* GOAL:
Copy out every line of the data exactly.

▬▬▬▬▬▬

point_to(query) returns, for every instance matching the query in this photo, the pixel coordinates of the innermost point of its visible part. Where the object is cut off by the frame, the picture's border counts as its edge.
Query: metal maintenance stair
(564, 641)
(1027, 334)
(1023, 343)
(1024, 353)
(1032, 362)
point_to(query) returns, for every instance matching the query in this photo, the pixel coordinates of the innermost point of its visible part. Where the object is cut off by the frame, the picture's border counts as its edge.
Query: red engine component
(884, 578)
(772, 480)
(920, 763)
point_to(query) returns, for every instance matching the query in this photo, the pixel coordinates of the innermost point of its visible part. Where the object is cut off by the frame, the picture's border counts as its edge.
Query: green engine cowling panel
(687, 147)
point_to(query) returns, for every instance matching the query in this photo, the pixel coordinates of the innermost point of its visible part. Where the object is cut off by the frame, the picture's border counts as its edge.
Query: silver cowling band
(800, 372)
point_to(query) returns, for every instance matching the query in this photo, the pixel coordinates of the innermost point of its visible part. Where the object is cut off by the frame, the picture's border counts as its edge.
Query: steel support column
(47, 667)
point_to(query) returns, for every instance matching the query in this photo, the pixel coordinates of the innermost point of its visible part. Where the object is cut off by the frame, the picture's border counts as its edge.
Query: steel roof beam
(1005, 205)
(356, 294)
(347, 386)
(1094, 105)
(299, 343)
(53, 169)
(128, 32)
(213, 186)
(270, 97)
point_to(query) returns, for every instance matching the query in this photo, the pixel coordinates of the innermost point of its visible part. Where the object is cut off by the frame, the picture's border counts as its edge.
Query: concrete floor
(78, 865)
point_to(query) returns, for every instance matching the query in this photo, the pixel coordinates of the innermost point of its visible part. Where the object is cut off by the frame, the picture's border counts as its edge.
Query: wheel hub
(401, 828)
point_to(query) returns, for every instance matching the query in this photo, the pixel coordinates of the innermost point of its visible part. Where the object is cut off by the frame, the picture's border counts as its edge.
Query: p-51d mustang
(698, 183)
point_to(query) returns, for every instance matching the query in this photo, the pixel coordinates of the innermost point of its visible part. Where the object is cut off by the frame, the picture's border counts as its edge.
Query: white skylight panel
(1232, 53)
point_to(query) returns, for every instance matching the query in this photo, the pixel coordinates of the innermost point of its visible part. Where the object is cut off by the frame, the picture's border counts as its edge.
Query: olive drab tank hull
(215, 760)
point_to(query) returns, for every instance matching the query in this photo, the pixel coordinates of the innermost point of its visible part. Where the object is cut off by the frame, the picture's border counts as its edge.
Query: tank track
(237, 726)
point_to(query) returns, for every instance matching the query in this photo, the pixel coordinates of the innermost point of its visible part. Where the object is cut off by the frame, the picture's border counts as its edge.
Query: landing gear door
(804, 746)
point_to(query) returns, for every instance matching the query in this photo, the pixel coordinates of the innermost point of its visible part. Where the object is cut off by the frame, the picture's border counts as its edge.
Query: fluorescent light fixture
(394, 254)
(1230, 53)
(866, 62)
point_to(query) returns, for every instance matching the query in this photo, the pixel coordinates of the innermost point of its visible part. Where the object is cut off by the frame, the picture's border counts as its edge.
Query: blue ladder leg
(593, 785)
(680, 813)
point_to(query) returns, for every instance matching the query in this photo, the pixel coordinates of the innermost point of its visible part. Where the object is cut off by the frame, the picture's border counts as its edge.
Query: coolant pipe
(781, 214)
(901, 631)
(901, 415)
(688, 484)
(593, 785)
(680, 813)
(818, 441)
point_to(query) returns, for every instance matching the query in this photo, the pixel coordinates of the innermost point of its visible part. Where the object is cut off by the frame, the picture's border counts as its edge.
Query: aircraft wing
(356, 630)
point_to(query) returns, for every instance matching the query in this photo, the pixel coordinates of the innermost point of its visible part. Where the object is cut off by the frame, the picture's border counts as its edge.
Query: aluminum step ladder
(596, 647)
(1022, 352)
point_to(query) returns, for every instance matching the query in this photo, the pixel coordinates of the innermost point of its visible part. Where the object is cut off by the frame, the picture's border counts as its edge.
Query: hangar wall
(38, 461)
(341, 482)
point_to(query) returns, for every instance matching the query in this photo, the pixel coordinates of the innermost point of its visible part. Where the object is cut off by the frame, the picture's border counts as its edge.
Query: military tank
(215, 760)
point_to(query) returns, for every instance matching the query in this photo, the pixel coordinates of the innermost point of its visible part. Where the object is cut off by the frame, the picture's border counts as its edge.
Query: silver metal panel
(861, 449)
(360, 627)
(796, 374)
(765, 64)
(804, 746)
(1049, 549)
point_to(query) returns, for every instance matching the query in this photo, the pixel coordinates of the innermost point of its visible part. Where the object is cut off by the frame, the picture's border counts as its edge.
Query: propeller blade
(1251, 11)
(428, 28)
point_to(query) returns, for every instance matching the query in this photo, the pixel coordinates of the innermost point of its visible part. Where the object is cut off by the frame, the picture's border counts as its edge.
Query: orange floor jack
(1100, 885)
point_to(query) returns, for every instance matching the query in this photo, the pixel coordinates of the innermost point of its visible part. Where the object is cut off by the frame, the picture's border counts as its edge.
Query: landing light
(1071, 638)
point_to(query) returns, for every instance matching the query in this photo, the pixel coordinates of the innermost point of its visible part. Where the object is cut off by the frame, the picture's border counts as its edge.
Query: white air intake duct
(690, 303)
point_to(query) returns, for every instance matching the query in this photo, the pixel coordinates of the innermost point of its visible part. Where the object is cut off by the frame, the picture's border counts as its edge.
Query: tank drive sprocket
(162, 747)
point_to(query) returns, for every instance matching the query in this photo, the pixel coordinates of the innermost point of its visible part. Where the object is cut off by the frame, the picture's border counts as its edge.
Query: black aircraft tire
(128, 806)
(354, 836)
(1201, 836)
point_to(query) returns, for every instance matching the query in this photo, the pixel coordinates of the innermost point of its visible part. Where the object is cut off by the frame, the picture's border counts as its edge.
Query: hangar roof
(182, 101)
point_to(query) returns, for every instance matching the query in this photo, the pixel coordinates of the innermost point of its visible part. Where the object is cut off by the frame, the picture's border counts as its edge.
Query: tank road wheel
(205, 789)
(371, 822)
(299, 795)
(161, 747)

▬▬▬▬▬▬

* TASK OUTPUT:
point_to(query) returns, for every instance matching the query in this photo, the pixel coordinates of the innermost point of its visible part. Where the object is cut off by the frame, the picture's border counts as its edge.
Query: metal maintenance stair
(564, 641)
(1027, 334)
(1023, 343)
(1024, 353)
(1032, 362)
point_to(query) returns, for every instance matching the query in this photo, the pixel coordinates of the innermost point of its visible part. Where the object is cut off by the frame, the picture's border counts as its edge.
Query: red engine component
(884, 578)
(772, 480)
(920, 763)
point_to(query) returns, for every instance matching the query in this photo, the pixel coordinates of the innermost point of its visible part. Where the object is cut off by the frame, the picture's border counts as its edge.
Query: green engine cowling panel
(687, 147)
point_to(query) returns, for every instance matching the query in this photo, the pixel coordinates of the innermost point of its visible part. Where the object is cut off by the frame, the picture's border counts as its edge.
Query: silver cowling band
(800, 372)
point_to(query) returns, for every instance matching the query in this photo, the pixel coordinates of the innermost point of its visible part. Where the object is cut off by the frame, the picture's border counts as its edge.
Query: steel support column
(47, 667)
point_to(query) returns, for every instance matching the query in this photo, the pixel coordinates of the innermost point of its visible part. Where the object is cut off by the frame, the picture's border counts as its edge.
Query: steel roof beam
(1005, 205)
(356, 294)
(347, 386)
(1094, 105)
(299, 343)
(53, 169)
(128, 32)
(213, 186)
(270, 97)
point_to(query) returns, for every instance matching the query in this photo, the pixel coordinates of the innermost point of its visible part. Where the object is cut off by the frame, the picture's border counts as its edge.
Query: concrete floor
(78, 865)
point_to(query) returns, for every instance matching the query in this photo, the pixel coordinates of the innermost point of its visible part. Where the object is cut off by the frame, the picture's border counts as its edge.
Query: wheel hub
(401, 828)
point_to(query) returns, for every instance matching the query in this photo, the pixel coordinates of the innermost point of its visible part. Where the object is cut off by the frame, the picture's border counts as its edge.
Query: p-51d mustang
(698, 183)
point_to(query) returns, for every instance matching the query in this photo, the pixel coordinates of the innermost point of its visible part. Where the object is cut off by the frame, the picture's border counts as its edge.
Query: white skylight panel
(1232, 53)
point_to(query) returns, for every instance matching the query in this photo, the pixel coordinates of the innermost point of its visible part. Where the object is cut off by the frame, the picture's border counts as its edge.
Query: olive drab tank hull
(215, 760)
point_to(query) returns, for every instance matching the query in this photo, the pixel coordinates of the innermost point of its visible part. Where the object is cut off by the frame, the picture's border counts as its edge.
Query: tank track
(237, 726)
point_to(query) returns, for every instance matching the query in this photo, the pixel coordinates of the innermost point of its visible part. Where the object is cut off by the frame, the picture's border counts as its edge.
Query: landing gear door
(804, 746)
point_to(query) returns, for every instance matching the query in this photo, the pixel coordinates of the innermost point of its visible part. Where the object is cut off by the frame, the picture's border counts as its edge.
Query: fluorescent light fixture
(394, 254)
(1230, 53)
(866, 62)
point_to(query) returns, for every instance matching the query in this photo, the pixel coordinates of the innermost point of its visible part. Where the object is cut off by the frame, the picture's border counts as its edge.
Query: blue ladder leg
(593, 785)
(680, 813)
point_to(query) returns, for every instance matching the query in this photo, the pixel coordinates of the innermost point of its visible part. Where the object is cut off by the frame, the picture's border counts as its edge.
Query: coolant pipe
(781, 214)
(901, 631)
(901, 415)
(688, 484)
(593, 785)
(680, 813)
(818, 441)
point_to(query) returns, for every instance matching the query in this photo, the pixel coordinates of the innermost point of its visible part. Where the object is cut off by the frame, the picture's border counts as its edge.
Query: aircraft wing
(356, 630)
point_to(query) returns, for every instance matching the query in this photo, the pixel coordinates of the innermost point of its visible part. Where the object is cut off by the frame, the picture's border counts as its edge.
Query: aluminum step ladder
(596, 647)
(1022, 352)
point_to(query) returns, for every instance matching the query in this photo, the pixel coordinates of the innermost point of its visible part. Where the object is cut off by the frame, the picture's border counts as its edge.
Query: hangar wall
(38, 461)
(341, 482)
point_to(query) returns, for every instance matching the query in this photo, the pixel coordinates of the innermost point of its visible part. Where the object is cut off by the frame, the picture's border counts as its edge.
Query: military tank
(215, 760)
point_to(query) returns, for every instance matching the query in this photo, the pixel coordinates of the innermost point of its visible part. Where the object is cut off by the frame, the picture's border counts as its edge.
Query: silver metal panel
(861, 449)
(360, 627)
(796, 374)
(765, 64)
(804, 746)
(1049, 549)
point_to(query) returns, for every instance matching the query in this photo, the pixel coordinates of the innermost point of its visible part. Where the object is cut off by the frame, the picture's border counts as its edge.
Query: propeller blade
(1251, 11)
(428, 28)
point_to(query) returns, for every instance matching the query in this photo, the pixel coordinates of the innermost point of its visible part. Where the object is cut off by the frame, the picture's border counts as its edge.
Query: orange floor jack
(1100, 885)
point_to(query) returns, for every instance matching the query in this photo, the pixel coordinates of the innermost point of its visible part. Where the object is cut off by the frame, the picture's border counts as its edge.
Query: landing light
(1071, 638)
point_to(query) returns, for every instance matching the query in this photo, the pixel coordinates of the innermost point of its visible part. Where the object is cut off by the frame, the picture's border counts as its edge.
Query: white air intake duct
(690, 303)
point_to(query) returns, for every instance matching the query in this photo, the pixel coordinates of the innermost point of its visible part. Where the object is cut off by the frame, the picture's border counts as its edge.
Query: tank drive sprocket
(162, 747)
point_to(query) returns, for every instance matching the query in this photo, the pixel coordinates of the innermost point of its visible part. Where the object is cut off by the frame, the picture's border counts as its edge.
Query: black aircraft tire
(128, 806)
(354, 836)
(1201, 836)
point_to(query) returns, for every instance matching the query in this photo, the pixel coordinates of the innermost point of its visible part. Where the object is cut off by the frame, the picture's border counts as its edge.
Query: hangar roof
(182, 101)
point_to(query) returns, for every instance matching the query in this photo, the pixel coordinates of the innermost point of its visible part. Where the object is cut off by the frame, the picture's border counts as its edge.
Query: tank road wheel
(205, 789)
(371, 822)
(299, 795)
(161, 747)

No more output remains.